- _Listed records_

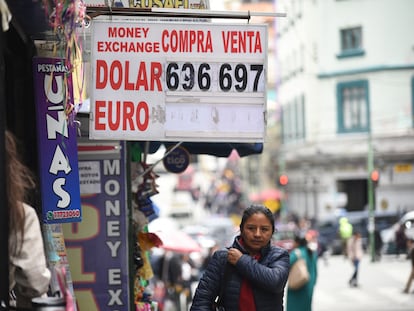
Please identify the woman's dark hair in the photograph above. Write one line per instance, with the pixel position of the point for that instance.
(255, 209)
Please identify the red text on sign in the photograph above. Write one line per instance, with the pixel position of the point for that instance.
(118, 76)
(242, 41)
(125, 116)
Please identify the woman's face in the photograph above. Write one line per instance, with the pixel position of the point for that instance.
(256, 232)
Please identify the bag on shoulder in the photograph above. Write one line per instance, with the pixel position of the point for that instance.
(298, 274)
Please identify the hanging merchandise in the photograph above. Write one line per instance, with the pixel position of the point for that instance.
(66, 17)
(145, 188)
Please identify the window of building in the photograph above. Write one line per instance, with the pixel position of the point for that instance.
(351, 42)
(293, 120)
(353, 107)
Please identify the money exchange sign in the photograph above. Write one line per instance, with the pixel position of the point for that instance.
(178, 81)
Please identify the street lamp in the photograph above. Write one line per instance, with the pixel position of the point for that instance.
(371, 213)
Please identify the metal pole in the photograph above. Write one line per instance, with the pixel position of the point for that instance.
(184, 13)
(371, 214)
(4, 211)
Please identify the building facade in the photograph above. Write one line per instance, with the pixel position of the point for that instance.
(346, 91)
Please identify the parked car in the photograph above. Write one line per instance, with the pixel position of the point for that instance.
(388, 234)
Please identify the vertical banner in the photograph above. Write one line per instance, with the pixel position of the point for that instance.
(57, 142)
(97, 247)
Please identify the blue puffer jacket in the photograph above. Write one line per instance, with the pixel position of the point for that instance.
(267, 277)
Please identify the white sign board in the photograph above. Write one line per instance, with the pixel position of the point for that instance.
(175, 81)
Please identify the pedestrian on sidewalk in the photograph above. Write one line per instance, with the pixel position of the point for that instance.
(355, 253)
(29, 276)
(300, 299)
(410, 248)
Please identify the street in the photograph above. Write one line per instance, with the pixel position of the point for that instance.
(381, 285)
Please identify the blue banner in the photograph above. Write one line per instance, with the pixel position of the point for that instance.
(57, 144)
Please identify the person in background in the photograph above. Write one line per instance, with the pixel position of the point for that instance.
(29, 276)
(378, 243)
(345, 233)
(400, 240)
(410, 247)
(355, 253)
(252, 272)
(301, 299)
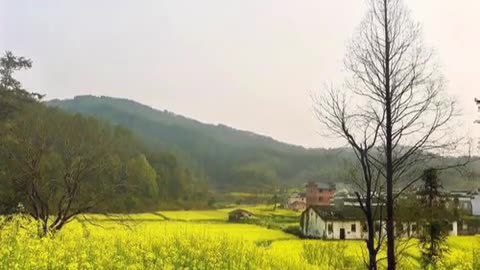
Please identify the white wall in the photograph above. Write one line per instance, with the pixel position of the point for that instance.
(313, 226)
(347, 226)
(476, 205)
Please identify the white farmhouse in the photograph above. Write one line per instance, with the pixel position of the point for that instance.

- _What you will do_
Only the pictures are to be dropped; return everything else in the listing exactly.

- _Written response_
Please identify the woman's dark hair in the photograph above. Write one line per instance, with the pixel position of the point for that instance.
(255, 209)
Please identify the red text on sign in the photograph above. Write one line per instance, with the pixel position of the point for that instance.
(118, 76)
(242, 41)
(125, 116)
Please identify the woman's face in the photograph above. Write one line per instance, with the pixel position of the point for that instance.
(256, 232)
Please identify the bag on shoulder in the photograph above. Write one line per instance, with the pixel position of the point for that instance.
(298, 274)
Please identify the hanging merchandise in the photograph above. Write one line per instance, with the pixel position of the point for that instance.
(66, 17)
(145, 188)
Please identify the window of building in the photograph above. Write one line per instance, with the pixel position of the point for that instance.
(351, 42)
(293, 120)
(353, 107)
Please identify the money exchange sign in the photograph above. Write one line per instance, with the pixel position of the point for that instance.
(178, 81)
Please identify the street lamp in the photograph above. Write one line per instance, with the pixel position of the point for that instance.
(371, 213)
Please identify the metal pole in the photograph above. Write one line per instance, with the pixel position of the point for that instance.
(184, 13)
(371, 214)
(4, 211)
Please identify the building facade in the photograph above. Write one line per instance, with the pixel position of the point for that instance.
(346, 91)
Please identify the parked car in the photograph above. Write one line per instance, with the pixel position of the point for that instance.
(388, 234)
Please identify the vertical banner in the photograph above. Write one line per instance, with the pixel position of the point for that instance.
(57, 142)
(97, 247)
Please identify the blue puffer jacket in the photograph above. Write one line per instance, with the pixel position of the point for that instance.
(267, 277)
Please identify the white sign board in the photograph above. Write one line per instance, with the pixel position of the point for that instance.
(175, 81)
Please identify the pedestrian on sidewalk in the photograph above. Write one line per instance, with the pixel position of the point for that instance.
(355, 253)
(29, 276)
(300, 299)
(410, 248)
Please identify the street in the photograph above. Write one line per instance, with the pixel position of the point for that instance.
(381, 285)
Please identify the blue banner in the photograph above. Write one line per instance, with the pixel position of the point for that instance.
(57, 144)
Please identify the person in background in the photograph above. Write one line per instance, with the pixel position of the point for that instance.
(29, 276)
(378, 243)
(345, 233)
(400, 240)
(410, 247)
(355, 253)
(252, 272)
(301, 299)
Please identify the white wall in the photograph above. Write one line per instance, with the pixel position of the point for that instance.
(313, 226)
(347, 226)
(476, 205)
Please identify the white farmhouse in the photograph above. Write one line per instance, with the pixel position of the point for that instance.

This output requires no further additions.